EXCERPT:
The subject tries to read one: it could say either PAN or PAIN, but the loaf is cut
in half and only a portion of the word is legible. The next day the subject goes back to the
market, and asks the baker what a new loaf says. He answers it spells HUNGER. Or was
it HOMBRE, or HAMBRE? The subject cannot recall.                                           

Each of the dreams has an eerie urgency to it that relates to some larger question—here, it is about the slippage, linguistic and otherwise, between man (hombre) and hunger (hambre). What these poems have in common is that their wit is a response to a crisis of social structure. As noted by the Furniture Tester at the end of “View from a Monobloc Chair”: “It seems like yesterday when she spotted a couple of Monoblocs at a table where the people had left signs of preferring Scrabble over texting or browsing the internet while sitting around.” In the way this and other poems here call out distraction and disconnection, they possess a reparative edge. De la Torre is obsessed with leisure time and workplace environment, with the objects of the administered world as they condition human intimacy.

TASKS AND EXERCISES:
- A) Do these statements agree with the excerpt on De la Torre's poems? (i) The subject can read the entire word on the loaf. (ii) The subject remembers the word the baker gave. (iii) De la Torre is described as obsessed with leisure time and workplace environment. Answer yes or no for each and quote the words of the excerpt that decide it.
- B) Proceed with the excerpt on De la Torre's poems, picking up right after its final sentence.

GIVEN ENTRIES:
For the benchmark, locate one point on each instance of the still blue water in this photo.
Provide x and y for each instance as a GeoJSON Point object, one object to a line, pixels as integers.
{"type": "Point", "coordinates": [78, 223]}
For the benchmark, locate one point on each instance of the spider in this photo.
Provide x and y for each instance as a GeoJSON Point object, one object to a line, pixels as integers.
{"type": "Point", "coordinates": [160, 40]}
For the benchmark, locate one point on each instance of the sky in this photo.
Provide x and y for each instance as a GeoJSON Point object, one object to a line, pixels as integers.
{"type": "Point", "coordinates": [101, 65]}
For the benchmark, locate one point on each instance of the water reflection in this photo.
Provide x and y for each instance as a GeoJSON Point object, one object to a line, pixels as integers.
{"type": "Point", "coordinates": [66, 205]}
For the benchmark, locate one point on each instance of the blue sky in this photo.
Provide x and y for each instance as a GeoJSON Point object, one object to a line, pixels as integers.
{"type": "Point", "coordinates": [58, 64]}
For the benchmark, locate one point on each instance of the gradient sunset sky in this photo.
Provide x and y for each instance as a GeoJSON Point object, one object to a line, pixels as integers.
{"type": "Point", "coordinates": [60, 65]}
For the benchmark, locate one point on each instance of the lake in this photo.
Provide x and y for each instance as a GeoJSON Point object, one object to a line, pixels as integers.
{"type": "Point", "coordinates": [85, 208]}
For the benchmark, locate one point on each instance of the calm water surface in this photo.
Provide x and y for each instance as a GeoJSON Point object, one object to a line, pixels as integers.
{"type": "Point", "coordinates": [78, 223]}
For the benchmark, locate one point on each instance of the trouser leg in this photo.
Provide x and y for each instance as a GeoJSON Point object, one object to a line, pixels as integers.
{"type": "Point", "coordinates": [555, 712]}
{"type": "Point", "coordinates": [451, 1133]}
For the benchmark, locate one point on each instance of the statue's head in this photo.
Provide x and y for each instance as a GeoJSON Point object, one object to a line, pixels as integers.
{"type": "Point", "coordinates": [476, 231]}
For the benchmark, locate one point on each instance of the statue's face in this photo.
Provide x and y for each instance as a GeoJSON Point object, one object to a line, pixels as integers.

RESPONSES PER TASK:
- A)
(i) No: "only a portion of the word is legible."
(ii) No: "The subject cannot recall."
(iii) Yes: "De la Torre is obsessed with leisure time and workplace environment"

- B)
De la Torre’s inclusive poetics is all about sharing the stage, as shown by this book’s vast cast of ventriloquized characters. This sense of collectivity, of collectively implicated displaced persons, manifests in a wide and vivid range, from worried job applicants whose “English is not very well” to the Furniture Tester who “goes on sitting in uncomfortable chairs.” The other collective presence in the book is the hosts of the job fair, the Nature Theater of Oklahoma, a.k.a. “The Company,” who open and close the book. In the final poem, hilariously named, “OK, This Is It,” the Company acknowledges the absurdity of all that has occurred:

We cannot tell you what it is because we don’t have a definition for it.
Defining it would be as ludicrous as attempting to list the attributes of cloud formations worth looking at. While busying ourselves with enumerating them, the shapes would’ve already changed.
You might be thinking, Why not take pictures then? Surely they would come in handy!
Our reply, “Yes, flatten and section the sky into rectangles! And throw in the earth as well!”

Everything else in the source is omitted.